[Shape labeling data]
=======

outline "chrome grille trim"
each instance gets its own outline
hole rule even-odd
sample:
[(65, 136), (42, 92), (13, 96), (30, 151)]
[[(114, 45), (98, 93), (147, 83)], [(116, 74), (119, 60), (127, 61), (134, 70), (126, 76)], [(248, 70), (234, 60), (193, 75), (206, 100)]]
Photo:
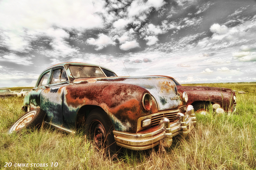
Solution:
[(151, 117), (151, 126), (158, 125), (163, 117), (168, 118), (170, 122), (173, 122), (176, 119), (178, 113), (184, 113), (185, 107), (185, 105), (179, 107), (178, 108), (160, 111), (152, 114)]

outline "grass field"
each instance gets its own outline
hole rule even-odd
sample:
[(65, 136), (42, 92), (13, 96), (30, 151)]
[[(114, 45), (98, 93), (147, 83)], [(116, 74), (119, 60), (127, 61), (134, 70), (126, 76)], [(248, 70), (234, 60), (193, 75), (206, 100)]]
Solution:
[[(20, 109), (23, 99), (0, 100), (0, 169), (256, 169), (256, 83), (189, 85), (227, 87), (247, 93), (237, 93), (236, 111), (230, 115), (197, 114), (193, 133), (186, 138), (174, 138), (169, 148), (124, 150), (114, 158), (97, 151), (81, 133), (45, 125), (39, 130), (7, 135), (8, 128), (24, 114)], [(12, 166), (5, 167), (5, 162)], [(48, 166), (15, 167), (15, 163)]]

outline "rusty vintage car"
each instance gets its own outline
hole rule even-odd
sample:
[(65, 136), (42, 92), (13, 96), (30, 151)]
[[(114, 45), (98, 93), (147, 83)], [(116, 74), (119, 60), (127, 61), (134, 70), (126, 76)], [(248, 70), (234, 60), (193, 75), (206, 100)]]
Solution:
[(28, 112), (8, 133), (45, 122), (75, 133), (85, 129), (96, 145), (140, 150), (186, 135), (196, 120), (174, 82), (158, 76), (118, 77), (103, 67), (81, 63), (46, 69), (24, 99)]
[(198, 113), (206, 114), (209, 112), (209, 107), (212, 105), (216, 112), (235, 111), (236, 97), (235, 91), (227, 88), (211, 87), (183, 86), (173, 77), (165, 76), (159, 76), (168, 78), (175, 83), (178, 91), (185, 92), (188, 97), (187, 106), (193, 106)]

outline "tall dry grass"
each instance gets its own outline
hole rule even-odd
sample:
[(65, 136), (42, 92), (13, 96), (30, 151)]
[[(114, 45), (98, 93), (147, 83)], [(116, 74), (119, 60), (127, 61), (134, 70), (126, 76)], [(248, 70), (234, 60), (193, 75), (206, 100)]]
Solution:
[[(24, 113), (22, 99), (0, 100), (1, 169), (256, 169), (256, 96), (238, 94), (230, 115), (197, 115), (198, 124), (186, 138), (174, 138), (169, 148), (124, 149), (114, 158), (98, 151), (81, 133), (45, 125), (39, 130), (6, 134)], [(11, 167), (4, 167), (12, 162)], [(51, 162), (53, 167), (51, 166)], [(58, 162), (58, 166), (54, 167)], [(47, 167), (14, 167), (17, 163), (48, 163)]]

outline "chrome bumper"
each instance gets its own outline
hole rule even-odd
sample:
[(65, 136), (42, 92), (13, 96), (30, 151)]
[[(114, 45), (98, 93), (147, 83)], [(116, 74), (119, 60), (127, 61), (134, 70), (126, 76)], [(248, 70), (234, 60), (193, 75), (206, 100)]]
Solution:
[[(192, 105), (189, 105), (184, 115), (179, 113), (178, 121), (170, 124), (169, 119), (162, 118), (158, 127), (155, 127), (151, 132), (133, 134), (113, 131), (117, 144), (132, 150), (142, 150), (149, 149), (160, 144), (161, 142), (165, 147), (169, 147), (172, 143), (172, 137), (180, 134), (185, 136), (196, 124), (196, 118)], [(153, 130), (151, 131), (151, 130)]]

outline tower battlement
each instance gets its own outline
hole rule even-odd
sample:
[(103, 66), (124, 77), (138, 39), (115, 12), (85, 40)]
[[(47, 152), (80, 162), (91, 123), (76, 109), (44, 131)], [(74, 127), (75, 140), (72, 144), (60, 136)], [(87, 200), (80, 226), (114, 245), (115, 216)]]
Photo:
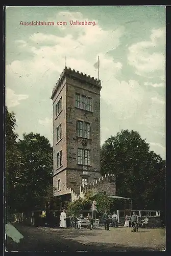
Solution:
[(67, 76), (84, 81), (84, 82), (87, 82), (101, 89), (101, 81), (100, 80), (97, 80), (97, 78), (94, 78), (93, 76), (91, 77), (90, 75), (87, 75), (87, 74), (84, 74), (78, 71), (76, 71), (75, 69), (72, 70), (70, 68), (65, 67), (56, 83), (56, 85), (54, 86), (52, 91), (51, 99), (53, 99), (58, 88)]

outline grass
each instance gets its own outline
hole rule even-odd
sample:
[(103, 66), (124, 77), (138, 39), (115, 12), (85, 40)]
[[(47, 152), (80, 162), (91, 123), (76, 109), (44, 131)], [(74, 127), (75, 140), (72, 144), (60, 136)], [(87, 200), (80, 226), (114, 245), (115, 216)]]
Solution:
[(8, 251), (162, 251), (165, 249), (165, 229), (131, 228), (101, 229), (23, 227), (15, 225), (24, 236), (19, 244), (7, 239)]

=======

▸ **WHAT TO PRODUCE**
Rewrite the data from the line containing "outline grass" through the end, both ends included. Put "object" in place of "instance" and keep every other character the same.

▸ **SOLUTION TO THIS PROBLEM**
outline grass
each object gets its own outline
hole rule even-odd
sample:
[(103, 66), (124, 77), (138, 39), (115, 12), (85, 40)]
[[(47, 152), (80, 162), (91, 123), (76, 109), (44, 131)], [(74, 127), (75, 140), (72, 144), (60, 136)], [(87, 200), (80, 226), (114, 245), (115, 216)]]
Solution:
[(8, 251), (162, 251), (165, 249), (165, 229), (131, 228), (101, 229), (23, 227), (15, 225), (24, 236), (19, 244), (7, 239)]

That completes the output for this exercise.